LISTED ENTRIES: Begin
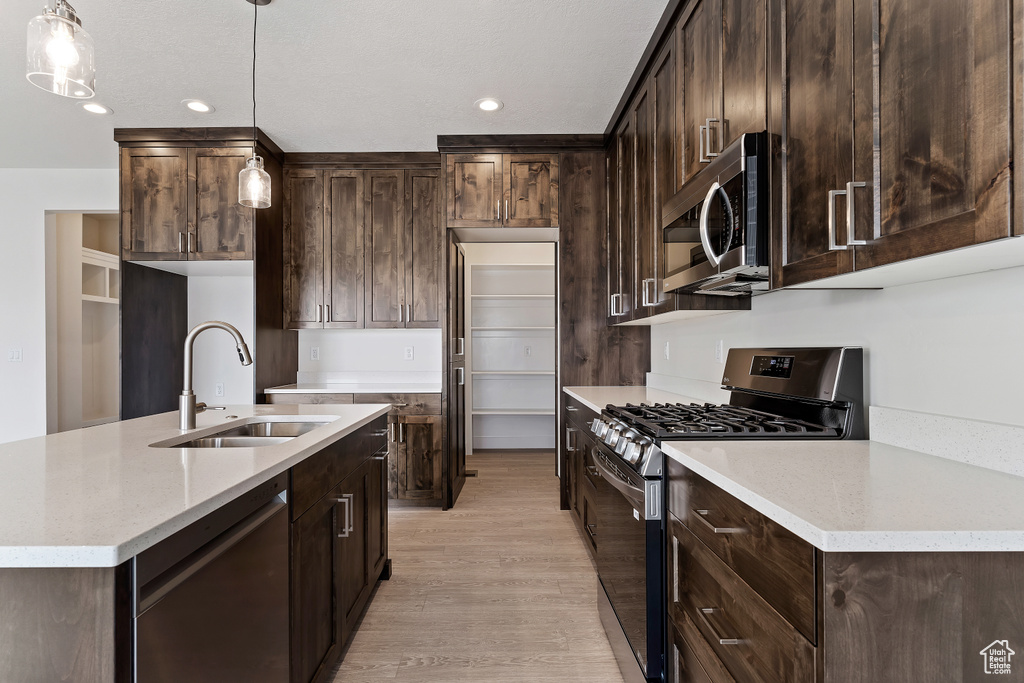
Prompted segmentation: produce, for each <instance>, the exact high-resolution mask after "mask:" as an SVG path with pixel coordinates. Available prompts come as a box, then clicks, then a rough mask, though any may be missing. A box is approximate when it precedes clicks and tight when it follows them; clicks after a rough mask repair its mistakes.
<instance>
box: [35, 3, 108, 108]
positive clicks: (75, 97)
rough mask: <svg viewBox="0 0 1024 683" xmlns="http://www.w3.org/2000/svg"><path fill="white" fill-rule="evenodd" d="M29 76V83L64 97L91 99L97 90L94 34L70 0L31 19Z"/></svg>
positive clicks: (44, 9)
mask: <svg viewBox="0 0 1024 683" xmlns="http://www.w3.org/2000/svg"><path fill="white" fill-rule="evenodd" d="M25 75H26V77H27V78H28V79H29V83H32V84H33V85H35V86H37V87H40V88H42V89H43V90H47V91H49V92H52V93H54V94H57V95H62V96H65V97H74V98H76V99H88V98H89V97H92V96H93V95H94V94H96V66H95V55H94V53H93V49H92V37H91V36H89V34H87V33H86V32H85V29H83V28H82V19H80V18H78V14H76V13H75V8H74V7H72V6H71V5H70V4H68V0H56V7H55V8H54V9H50V8H49V7H48V6H47V7H44V8H43V13H42V14H40V15H39V16H36V17H35V18H33V19H32V20H31V22H29V49H28V66H27V68H26V74H25Z"/></svg>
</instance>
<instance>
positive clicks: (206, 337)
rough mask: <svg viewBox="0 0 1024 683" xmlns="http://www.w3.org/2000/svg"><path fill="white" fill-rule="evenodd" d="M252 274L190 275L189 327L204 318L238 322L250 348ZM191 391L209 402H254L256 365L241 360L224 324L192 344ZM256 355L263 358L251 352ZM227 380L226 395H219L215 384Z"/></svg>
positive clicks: (224, 320)
mask: <svg viewBox="0 0 1024 683" xmlns="http://www.w3.org/2000/svg"><path fill="white" fill-rule="evenodd" d="M254 316H255V313H254V309H253V279H252V276H249V275H246V276H240V275H231V276H201V275H190V276H189V278H188V329H189V330H190V329H191V328H193V327H195V326H197V325H199V324H200V323H205V322H206V321H222V322H224V323H228V324H230V325H233V326H234V327H236V328H238V330H239V332H241V333H242V337H243V339H245V340H246V342H247V344H248V345H249V348H250V350H252V351H254V353H255V354H258V353H259V349H257V348H254V347H253V345H252V342H253V335H254V325H255V324H254ZM193 352H194V353H193V391H195V392H196V397H197V400H201V401H204V402H206V403H208V404H210V405H224V404H227V403H252V402H253V392H254V390H255V389H254V385H253V382H254V381H255V380H254V375H253V366H243V365H242V364H241V362H240V361H239V354H238V351H237V350H236V349H234V340H233V339H231V336H230V335H229V334H227V333H226V332H224V331H222V330H207V331H206V332H204V333H203V334H201V335H200V336H199V337H197V338H196V342H195V345H194V346H193ZM253 361H254V362H258V361H259V359H258V358H257V357H256V355H253ZM218 383H221V384H223V385H224V395H223V396H217V395H216V385H217V384H218Z"/></svg>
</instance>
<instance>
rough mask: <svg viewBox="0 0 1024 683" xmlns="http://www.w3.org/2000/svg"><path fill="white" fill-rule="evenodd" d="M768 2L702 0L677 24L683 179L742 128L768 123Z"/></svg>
mask: <svg viewBox="0 0 1024 683" xmlns="http://www.w3.org/2000/svg"><path fill="white" fill-rule="evenodd" d="M766 19H767V15H766V2H765V1H764V0H754V1H750V0H698V1H697V2H695V3H692V5H691V7H690V8H689V9H688V10H686V11H685V13H684V16H683V18H682V20H681V22H680V25H679V31H678V44H679V47H678V49H679V55H680V56H679V92H680V109H681V112H680V121H681V131H680V142H681V146H680V152H681V155H682V165H681V170H682V175H681V177H680V185H682V183H683V182H686V181H687V180H689V179H690V178H691V177H693V174H695V173H697V172H698V171H699V170H700V168H701V167H702V166H703V165H705V164H708V163H709V162H710V161H711V160H712V159H714V158H715V157H717V156H718V154H719V153H720V152H722V150H724V148H725V147H726V146H728V145H729V144H730V143H731V142H732V141H733V140H735V139H737V138H738V137H739V136H740V135H741V134H743V133H748V132H759V131H762V130H764V129H765V122H766V116H767V105H766V102H767V81H766V78H765V77H766V72H767V52H766V36H767V24H766Z"/></svg>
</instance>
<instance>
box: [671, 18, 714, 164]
mask: <svg viewBox="0 0 1024 683" xmlns="http://www.w3.org/2000/svg"><path fill="white" fill-rule="evenodd" d="M721 40H722V4H721V0H697V2H695V3H693V5H692V9H690V10H689V14H688V15H685V16H684V18H683V23H682V26H681V27H680V30H679V48H678V49H679V95H680V100H681V105H682V112H681V122H682V130H681V131H680V132H681V141H682V156H683V164H682V170H683V182H686V181H687V180H689V179H690V178H692V177H693V175H694V174H695V173H696V172H697V171H699V170H700V169H701V168H702V167H703V166H705V164H707V163H708V162H710V161H711V159H712V158H711V157H710V156H709V154H716V153H718V152H720V151H721V148H722V140H721V134H720V133H721V130H722V126H721V119H722V80H721V69H722V67H721V55H722V47H721ZM716 122H718V123H716ZM709 147H710V148H709Z"/></svg>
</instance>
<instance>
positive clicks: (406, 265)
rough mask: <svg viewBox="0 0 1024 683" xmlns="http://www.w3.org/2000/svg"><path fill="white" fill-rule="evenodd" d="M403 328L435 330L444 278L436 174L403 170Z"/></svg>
mask: <svg viewBox="0 0 1024 683" xmlns="http://www.w3.org/2000/svg"><path fill="white" fill-rule="evenodd" d="M406 211H407V214H408V219H407V221H408V225H407V227H406V232H404V243H403V245H402V252H403V254H404V257H406V259H407V261H408V263H407V265H406V270H407V273H408V274H407V276H406V293H404V301H406V304H407V308H406V327H407V328H439V327H440V326H441V316H442V314H443V312H442V310H441V309H442V306H443V303H442V301H443V299H442V294H441V288H442V287H443V284H444V276H443V270H442V266H441V264H442V263H443V255H444V241H443V238H444V229H443V227H442V226H441V212H440V171H435V170H430V171H406Z"/></svg>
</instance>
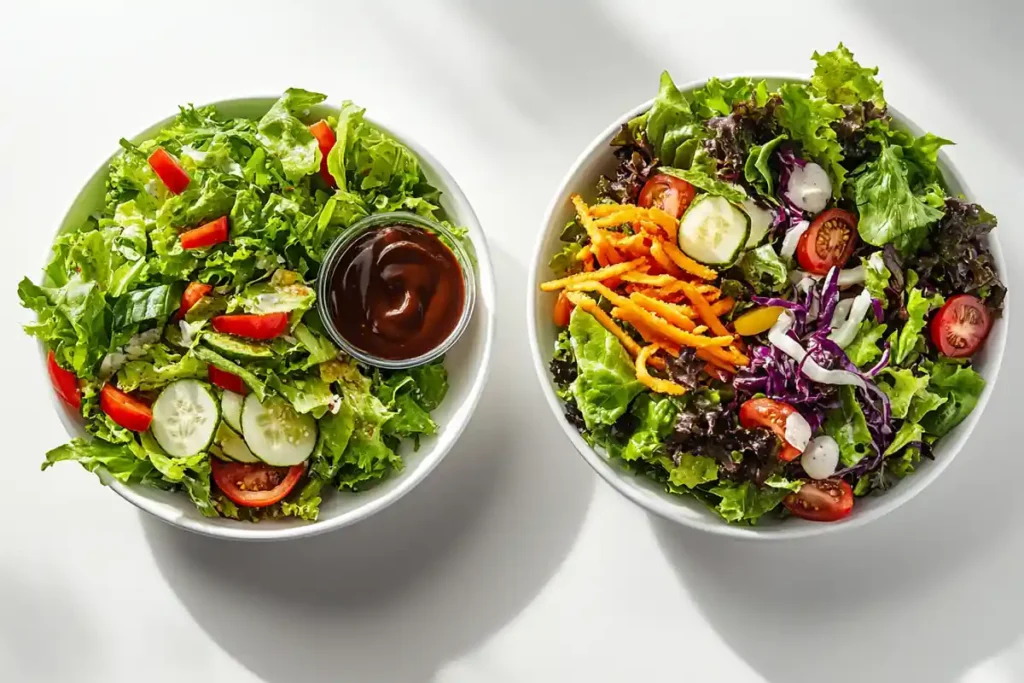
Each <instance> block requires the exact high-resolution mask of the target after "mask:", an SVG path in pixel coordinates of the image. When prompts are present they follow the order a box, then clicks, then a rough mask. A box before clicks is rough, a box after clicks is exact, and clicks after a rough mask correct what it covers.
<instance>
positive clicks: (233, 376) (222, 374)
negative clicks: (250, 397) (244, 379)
mask: <svg viewBox="0 0 1024 683" xmlns="http://www.w3.org/2000/svg"><path fill="white" fill-rule="evenodd" d="M208 374H209V375H210V381H211V382H212V383H214V384H216V385H217V386H219V387H220V388H221V389H227V390H228V391H233V392H234V393H241V394H247V393H249V387H247V386H246V383H245V382H243V381H242V378H241V377H239V376H238V375H236V374H233V373H229V372H227V371H226V370H220V369H219V368H214V367H213V366H210V367H209V368H208Z"/></svg>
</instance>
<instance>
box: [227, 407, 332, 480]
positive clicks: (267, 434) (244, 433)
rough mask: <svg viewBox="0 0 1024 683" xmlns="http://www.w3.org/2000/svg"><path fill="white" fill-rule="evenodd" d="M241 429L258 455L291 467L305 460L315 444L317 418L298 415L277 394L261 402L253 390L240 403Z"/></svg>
mask: <svg viewBox="0 0 1024 683" xmlns="http://www.w3.org/2000/svg"><path fill="white" fill-rule="evenodd" d="M242 433H243V435H244V438H245V440H246V445H248V446H249V450H250V451H252V452H253V455H255V456H256V457H257V458H259V459H260V460H262V461H263V462H264V463H266V464H267V465H273V466H274V467H291V466H292V465H298V464H299V463H301V462H303V461H305V459H306V458H308V457H309V456H310V455H311V454H312V452H313V449H314V447H315V446H316V420H314V419H313V417H312V416H311V415H300V414H298V413H296V412H295V409H293V408H292V404H291V403H289V402H288V401H287V400H285V399H284V398H281V397H279V396H271V397H269V398H267V399H266V400H265V401H263V402H262V403H260V402H259V398H257V397H256V396H255V395H254V394H249V395H248V396H246V400H245V402H244V403H243V405H242Z"/></svg>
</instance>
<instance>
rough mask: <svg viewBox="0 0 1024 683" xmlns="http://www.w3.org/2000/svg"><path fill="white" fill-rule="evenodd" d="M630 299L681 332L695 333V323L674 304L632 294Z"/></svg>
mask: <svg viewBox="0 0 1024 683" xmlns="http://www.w3.org/2000/svg"><path fill="white" fill-rule="evenodd" d="M630 299H632V300H633V301H636V302H637V304H638V305H640V306H642V307H643V308H646V309H647V310H649V311H650V312H652V313H657V314H658V315H660V316H662V317H664V318H665V319H667V321H668V322H669V323H671V324H673V325H675V326H676V327H677V328H679V329H680V330H686V331H687V332H693V328H694V327H695V326H694V325H693V321H691V319H690V318H689V317H687V316H686V315H683V313H682V312H681V311H680V310H679V309H678V308H676V307H675V306H673V305H672V304H670V303H666V302H664V301H658V300H657V299H652V298H650V297H649V296H645V295H643V294H640V293H636V294H631V295H630ZM705 329H706V330H707V328H705Z"/></svg>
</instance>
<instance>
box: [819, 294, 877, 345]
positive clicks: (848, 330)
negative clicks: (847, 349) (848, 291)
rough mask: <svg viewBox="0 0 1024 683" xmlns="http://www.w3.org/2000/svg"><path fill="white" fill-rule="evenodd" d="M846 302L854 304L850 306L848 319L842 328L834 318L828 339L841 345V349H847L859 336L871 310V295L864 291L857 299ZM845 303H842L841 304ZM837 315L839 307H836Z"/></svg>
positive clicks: (842, 326) (844, 323)
mask: <svg viewBox="0 0 1024 683" xmlns="http://www.w3.org/2000/svg"><path fill="white" fill-rule="evenodd" d="M846 301H852V302H853V304H852V305H851V306H850V310H849V313H848V315H847V316H846V318H845V319H844V321H843V324H842V325H841V326H837V325H836V317H833V328H834V329H833V331H831V333H830V334H829V335H828V339H831V340H833V341H834V342H836V343H837V344H839V346H840V348H846V347H847V346H849V345H850V344H851V343H853V340H854V339H855V338H856V336H857V332H858V330H860V324H861V322H862V321H863V319H864V316H865V315H867V311H868V310H870V308H871V293H870V292H868V291H867V290H864V291H863V292H861V293H860V294H858V295H857V297H856V298H855V299H847V300H846ZM842 303H844V302H843V301H840V304H842ZM836 313H837V315H838V314H839V306H838V305H837V306H836Z"/></svg>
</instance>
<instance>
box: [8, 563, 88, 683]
mask: <svg viewBox="0 0 1024 683" xmlns="http://www.w3.org/2000/svg"><path fill="white" fill-rule="evenodd" d="M14 547H15V548H16V547H17V546H14ZM5 559H10V560H11V562H9V563H6V562H5V563H0V595H2V596H3V615H4V618H2V620H0V674H2V672H4V671H6V672H8V674H12V673H13V672H17V673H19V674H22V675H23V676H29V678H27V679H26V678H22V679H16V680H29V681H76V680H77V681H83V680H98V678H83V676H85V677H91V676H95V675H96V674H98V673H99V672H101V671H103V668H104V667H103V665H104V663H103V661H101V653H102V652H103V650H104V648H103V643H101V642H100V641H99V638H100V637H101V636H100V634H98V633H96V630H95V629H94V628H90V627H91V625H90V624H89V618H88V615H87V612H86V611H85V610H84V608H83V606H82V605H81V604H79V602H78V599H77V596H76V595H75V593H74V592H73V591H72V590H70V587H69V586H67V585H66V583H65V582H63V581H62V580H61V577H60V575H59V572H55V573H48V572H44V574H48V575H39V574H38V573H36V574H31V575H30V574H27V573H23V572H20V571H17V570H16V569H15V565H14V562H13V559H14V555H13V554H12V555H8V556H7V558H5ZM71 652H74V656H67V653H71ZM61 654H65V656H61ZM0 679H2V680H5V681H6V680H11V681H13V680H15V678H4V677H3V676H2V675H0Z"/></svg>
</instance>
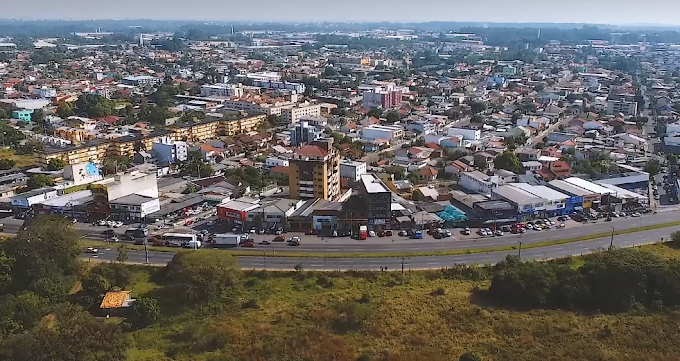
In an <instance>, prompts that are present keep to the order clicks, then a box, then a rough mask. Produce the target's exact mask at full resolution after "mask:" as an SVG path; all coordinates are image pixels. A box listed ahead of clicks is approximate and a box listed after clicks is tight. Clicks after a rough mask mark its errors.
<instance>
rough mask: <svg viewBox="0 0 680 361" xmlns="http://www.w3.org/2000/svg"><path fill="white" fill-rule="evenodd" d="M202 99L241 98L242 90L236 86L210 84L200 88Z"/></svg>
mask: <svg viewBox="0 0 680 361" xmlns="http://www.w3.org/2000/svg"><path fill="white" fill-rule="evenodd" d="M201 96H202V97H242V96H243V88H242V87H240V86H238V85H236V84H222V83H219V84H212V85H208V84H206V85H203V86H201Z"/></svg>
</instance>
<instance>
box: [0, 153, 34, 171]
mask: <svg viewBox="0 0 680 361" xmlns="http://www.w3.org/2000/svg"><path fill="white" fill-rule="evenodd" d="M0 159H11V160H13V161H14V162H15V163H16V164H15V167H26V166H29V165H34V164H35V157H33V155H31V154H27V155H19V154H16V152H15V151H14V150H13V149H0Z"/></svg>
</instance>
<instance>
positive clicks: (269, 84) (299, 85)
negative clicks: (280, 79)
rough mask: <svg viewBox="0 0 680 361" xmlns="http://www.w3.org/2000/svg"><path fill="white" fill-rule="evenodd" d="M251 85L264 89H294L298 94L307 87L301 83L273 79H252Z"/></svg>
mask: <svg viewBox="0 0 680 361" xmlns="http://www.w3.org/2000/svg"><path fill="white" fill-rule="evenodd" d="M253 86H257V87H260V88H265V89H287V90H294V91H295V92H296V93H298V94H302V93H304V92H305V90H306V89H307V87H306V86H305V84H303V83H289V82H287V81H274V80H253Z"/></svg>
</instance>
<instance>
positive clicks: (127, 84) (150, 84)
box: [123, 75, 162, 86]
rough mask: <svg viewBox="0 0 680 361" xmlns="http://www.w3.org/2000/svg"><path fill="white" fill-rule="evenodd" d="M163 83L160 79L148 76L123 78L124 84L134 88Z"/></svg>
mask: <svg viewBox="0 0 680 361" xmlns="http://www.w3.org/2000/svg"><path fill="white" fill-rule="evenodd" d="M161 81H162V79H160V78H156V77H153V76H148V75H139V76H127V77H125V78H123V84H125V85H132V86H144V85H156V84H159V83H160V82H161Z"/></svg>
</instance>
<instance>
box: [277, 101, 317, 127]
mask: <svg viewBox="0 0 680 361" xmlns="http://www.w3.org/2000/svg"><path fill="white" fill-rule="evenodd" d="M320 115H321V106H320V105H318V104H315V105H312V104H300V105H298V106H293V107H290V108H283V109H281V121H282V122H283V123H285V124H295V123H297V122H298V121H299V120H300V118H302V117H308V116H312V117H318V116H320Z"/></svg>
LISTED ENTRIES: End
> _DIRECTIONS FOR THIS TASK_: From the line containing "83L160 79L148 76L123" through the last line of the records, output each line exactly and nothing more.

> _RESULT OF THIS EXERCISE_:
rough mask: <svg viewBox="0 0 680 361" xmlns="http://www.w3.org/2000/svg"><path fill="white" fill-rule="evenodd" d="M163 83L160 79L148 76L123 78L124 84L134 88Z"/></svg>
mask: <svg viewBox="0 0 680 361" xmlns="http://www.w3.org/2000/svg"><path fill="white" fill-rule="evenodd" d="M161 81H162V79H160V78H156V77H153V76H148V75H139V76H127V77H125V78H123V84H125V85H132V86H144V85H156V84H159V83H160V82H161Z"/></svg>
</instance>
<instance>
box: [277, 101, 317, 127]
mask: <svg viewBox="0 0 680 361" xmlns="http://www.w3.org/2000/svg"><path fill="white" fill-rule="evenodd" d="M320 115H321V106H320V105H318V104H315V105H312V104H300V105H298V106H293V107H290V108H283V109H281V121H282V122H283V123H285V124H295V123H297V122H298V121H299V120H300V118H302V117H308V116H312V117H318V116H320Z"/></svg>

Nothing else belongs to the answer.